## Data supplied
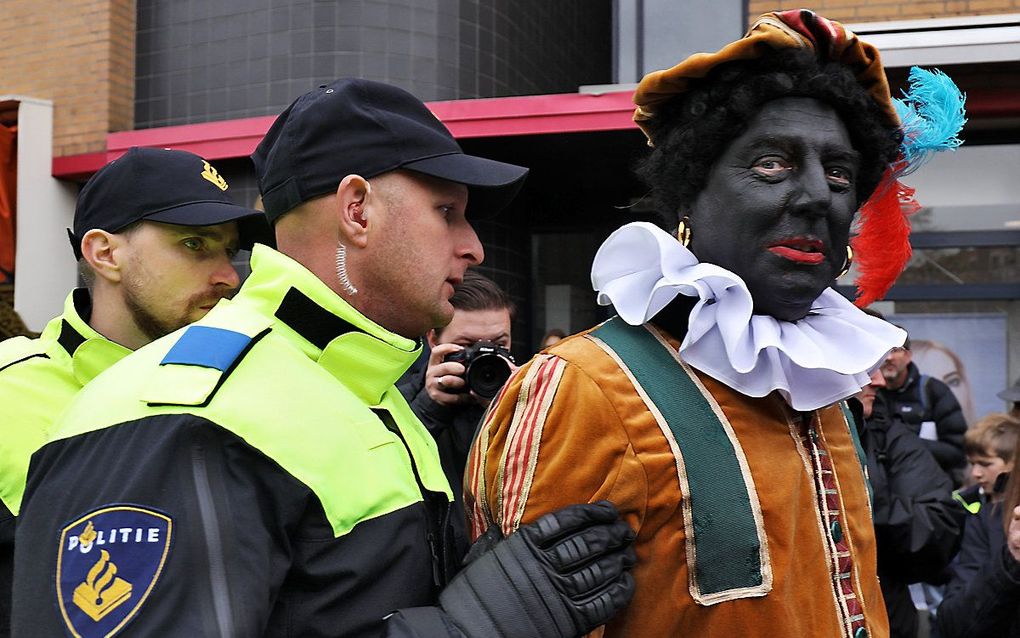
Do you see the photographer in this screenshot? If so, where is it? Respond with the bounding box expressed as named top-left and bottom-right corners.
top-left (401, 270), bottom-right (517, 554)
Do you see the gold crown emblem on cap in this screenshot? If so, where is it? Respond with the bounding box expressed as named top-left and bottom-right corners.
top-left (201, 161), bottom-right (229, 191)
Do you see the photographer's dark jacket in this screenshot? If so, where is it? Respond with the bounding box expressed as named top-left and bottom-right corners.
top-left (13, 247), bottom-right (472, 638)
top-left (878, 362), bottom-right (966, 479)
top-left (856, 395), bottom-right (964, 638)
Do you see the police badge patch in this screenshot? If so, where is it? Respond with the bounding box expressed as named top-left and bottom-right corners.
top-left (56, 505), bottom-right (172, 638)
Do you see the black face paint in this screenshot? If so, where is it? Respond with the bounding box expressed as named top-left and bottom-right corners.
top-left (686, 97), bottom-right (860, 322)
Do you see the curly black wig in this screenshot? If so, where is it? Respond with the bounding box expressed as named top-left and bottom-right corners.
top-left (636, 48), bottom-right (903, 224)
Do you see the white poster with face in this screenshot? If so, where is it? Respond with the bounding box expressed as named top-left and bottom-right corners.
top-left (889, 313), bottom-right (1007, 427)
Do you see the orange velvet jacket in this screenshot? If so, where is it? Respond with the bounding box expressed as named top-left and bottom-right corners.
top-left (465, 321), bottom-right (889, 638)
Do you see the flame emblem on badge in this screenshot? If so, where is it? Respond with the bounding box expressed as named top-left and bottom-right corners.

## Exercise brief
Extract every line of the data exactly; pictures stay out.

## Exercise solution
Do you see the photographer in this screenshot? If so, where is it? Respond with the bounding box expressed as named top-left and bottom-right corners.
top-left (401, 270), bottom-right (517, 554)
Do you see the gold crown emblem on cap in this screenshot? If so, where is it? Respond with the bounding box expressed as named top-left and bottom-right corners.
top-left (201, 161), bottom-right (229, 191)
Do you see the photographer's dark jacket in this screenshot? If so, where is it? Respond with the bounding box expressed as named top-left and bottom-right corners.
top-left (13, 247), bottom-right (472, 638)
top-left (878, 362), bottom-right (966, 479)
top-left (856, 395), bottom-right (964, 638)
Do you see the police badge patch in this screenshot? If so, where is it? Respond with the bounding box expressed as named top-left and bottom-right corners.
top-left (56, 505), bottom-right (172, 638)
Do you see the black face paint in this screenshot? If so, where is it? Respond with the bounding box expressed as named top-left and bottom-right corners.
top-left (686, 97), bottom-right (860, 322)
Do you see the curly black wig in this screenshot? If so, where is it? Respond with the bounding box expressed as named top-left and bottom-right corners.
top-left (636, 48), bottom-right (903, 224)
Do you see the white poster with face in this screenshot? If so, where is it? Respond with the bounding box expressed as named top-left and bottom-right corners.
top-left (889, 313), bottom-right (1007, 427)
Do you see the orange velvet jacket in this screenshot? If so, where is it? Respond with the bounding box expressed as named top-left and bottom-right corners.
top-left (465, 321), bottom-right (889, 638)
Do you see the flame emblem on badge in this screenshot? If so, where is it? Respond with the bounding box expressed as named top-left and bottom-right corners.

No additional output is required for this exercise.